**INPUT FOR THIS TASK**:
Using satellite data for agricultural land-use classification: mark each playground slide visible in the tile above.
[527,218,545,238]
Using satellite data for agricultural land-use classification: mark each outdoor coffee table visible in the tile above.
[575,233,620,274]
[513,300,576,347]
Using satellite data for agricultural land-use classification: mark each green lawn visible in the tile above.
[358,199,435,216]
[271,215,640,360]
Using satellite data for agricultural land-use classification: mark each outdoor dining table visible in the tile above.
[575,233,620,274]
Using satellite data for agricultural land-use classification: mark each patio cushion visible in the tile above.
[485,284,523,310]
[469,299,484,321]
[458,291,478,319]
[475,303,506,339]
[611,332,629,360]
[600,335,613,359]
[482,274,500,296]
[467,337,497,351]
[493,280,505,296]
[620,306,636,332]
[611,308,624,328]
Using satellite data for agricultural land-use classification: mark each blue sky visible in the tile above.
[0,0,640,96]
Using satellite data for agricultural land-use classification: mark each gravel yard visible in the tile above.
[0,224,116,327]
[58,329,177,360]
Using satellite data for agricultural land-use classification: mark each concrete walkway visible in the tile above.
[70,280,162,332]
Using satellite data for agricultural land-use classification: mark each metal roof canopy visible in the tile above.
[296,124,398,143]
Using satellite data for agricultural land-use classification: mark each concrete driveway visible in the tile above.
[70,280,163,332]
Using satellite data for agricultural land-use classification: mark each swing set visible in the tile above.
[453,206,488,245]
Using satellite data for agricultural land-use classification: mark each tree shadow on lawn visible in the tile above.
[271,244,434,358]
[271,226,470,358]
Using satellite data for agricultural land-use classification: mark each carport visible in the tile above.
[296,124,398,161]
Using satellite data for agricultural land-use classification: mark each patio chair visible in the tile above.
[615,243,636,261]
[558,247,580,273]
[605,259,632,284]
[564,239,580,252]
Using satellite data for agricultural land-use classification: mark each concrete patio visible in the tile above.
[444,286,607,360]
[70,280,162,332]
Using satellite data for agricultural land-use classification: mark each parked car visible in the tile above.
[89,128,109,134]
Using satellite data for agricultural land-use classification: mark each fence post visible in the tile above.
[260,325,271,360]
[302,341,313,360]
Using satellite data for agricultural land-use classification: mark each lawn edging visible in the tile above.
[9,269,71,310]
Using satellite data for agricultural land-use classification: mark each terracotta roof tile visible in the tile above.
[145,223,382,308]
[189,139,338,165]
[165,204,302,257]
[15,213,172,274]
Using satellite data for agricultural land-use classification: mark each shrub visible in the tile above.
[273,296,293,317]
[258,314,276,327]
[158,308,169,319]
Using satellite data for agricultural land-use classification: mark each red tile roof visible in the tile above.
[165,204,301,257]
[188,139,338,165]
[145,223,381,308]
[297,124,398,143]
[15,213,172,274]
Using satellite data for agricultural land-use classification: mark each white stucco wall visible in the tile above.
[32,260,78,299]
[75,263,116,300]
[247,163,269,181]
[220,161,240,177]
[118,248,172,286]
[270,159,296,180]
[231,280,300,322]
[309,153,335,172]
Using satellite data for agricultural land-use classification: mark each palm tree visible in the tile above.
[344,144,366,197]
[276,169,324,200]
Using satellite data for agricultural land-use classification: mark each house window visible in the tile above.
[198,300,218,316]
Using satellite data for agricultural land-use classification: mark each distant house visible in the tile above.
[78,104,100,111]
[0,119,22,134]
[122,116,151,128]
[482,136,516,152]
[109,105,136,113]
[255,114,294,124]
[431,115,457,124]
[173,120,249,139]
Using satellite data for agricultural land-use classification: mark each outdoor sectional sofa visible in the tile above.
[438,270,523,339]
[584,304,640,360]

**TASK TO CARRY OUT**: Convert all the rows above into a two-column CSV with the headers "text" and "answer", one line per row. Put each row's text and its full answer in their own quoted fields, replacing any line breaks with spaces.

**IN RESPONSE**:
text,answer
"Using satellite data for agricultural land-use classification: mark each playground slide visible in the tile above.","[527,218,545,238]"
"Using satellite data for agricultural land-use classification: mark each outdoor coffee table visible in the tile above.","[575,233,620,274] [513,300,576,347]"
"Using satellite data for agricultural land-use classification: mark each green lawn visible in the tile above.","[358,199,435,216] [271,215,640,360]"
"Using satellite data for agricultural land-use classification: mark each outdoor dining table visible in the tile above.","[575,233,620,274]"
"Using satellite data for agricultural land-use classification: mark each patio cushion visible in the tile above.","[485,284,523,310] [469,299,484,321] [458,291,478,319] [475,303,506,339] [611,332,629,360] [600,335,613,359] [482,274,500,296] [467,337,497,351] [493,280,505,296] [620,306,636,332] [611,308,624,328]"
"Using satellite data for agricultural land-use classification: mark each blue sky visible in the tile above.","[0,0,640,96]"
"Using satellite data for agricultural land-use classification: mark each gravel yard visible in the tile above.","[0,224,116,327] [58,329,177,360]"
"Using satellite data for agricultural land-use classification: mark each concrete walkway visible in the tile above.","[70,280,162,332]"
"Using satellite data for agricultural land-use classification: mark each metal roof canopy visible in the tile above.","[296,124,398,143]"
"Using satellite data for agricultural land-use classification: mark each concrete driveway visible in the tile above.","[70,280,163,332]"
"Using satellite data for agricultural land-use classification: mark each swing set visible in the tile above.","[453,206,488,245]"
"Using satellite data for agricultural land-use classification: mark each tree shadow on lawn visible in the tile above.","[271,244,434,358] [271,226,470,358]"
"Using satellite data for agricultural land-use classification: mark each carport visible in the tile above.","[296,124,398,161]"
"Using satellite data for agricultural land-use classification: mark each patio chair visible in the tile above.","[615,243,636,261] [558,247,580,273] [605,259,632,284] [564,239,580,252]"
"Using satellite data for agricultural land-use classification: mark each concrete patio visible in the tile above.","[444,286,607,360] [70,280,162,332]"
"Using satellite data for agricultural land-use classification: mark each parked car visible in the tile above.","[89,128,109,134]"
"Using satellite data for agricultural land-use classification: mark each fence post visible in the tile above.","[260,325,271,360] [302,341,313,360]"
"Using satellite data for agricultural land-use classification: mark each lawn edging visible in the tile above.","[9,269,71,310]"
"Using satellite data for agricultural land-use classification: mark each terracotta roof tile visible in the tile above.","[145,223,382,308] [189,139,338,165] [165,204,302,257] [15,213,172,274]"
"Using satellite data for agricultural land-use classification: mark each shrub visible in the tile above.","[273,296,293,317] [258,314,276,327] [158,308,169,319]"
"Using satellite data for agricultural land-use classification: mark each red tile roof visible in the tile above.","[165,204,301,257] [188,139,338,165] [145,223,381,308] [297,124,398,143] [15,213,172,274]"
"Using satellite data for agricultural land-use classification: mark each white stucco wall visible in the tile above.","[32,260,78,299] [75,263,116,300] [247,163,269,181] [220,161,240,177] [118,248,172,286] [270,159,296,180] [231,280,300,322] [309,153,335,172]"
"Using satellite data for agricultural land-use classification: mark each palm tree visible in the tile above.","[344,144,366,197] [276,169,324,200]"
"Using satellite data for agricultural land-use classification: mark each house window visible in the tile above.","[198,300,218,316]"
"Using satellite data for agricultural land-use classification: mark each distant house visible in the tile above.","[78,104,100,111] [0,119,22,134] [122,116,151,128] [482,136,516,152] [109,105,136,113] [255,114,294,124] [431,115,457,124] [173,120,249,139]"
"Using satellite data for agricultural land-use classification: mark each outdoor sectional sofa visible in the tile above.","[438,270,523,339] [584,304,640,360]"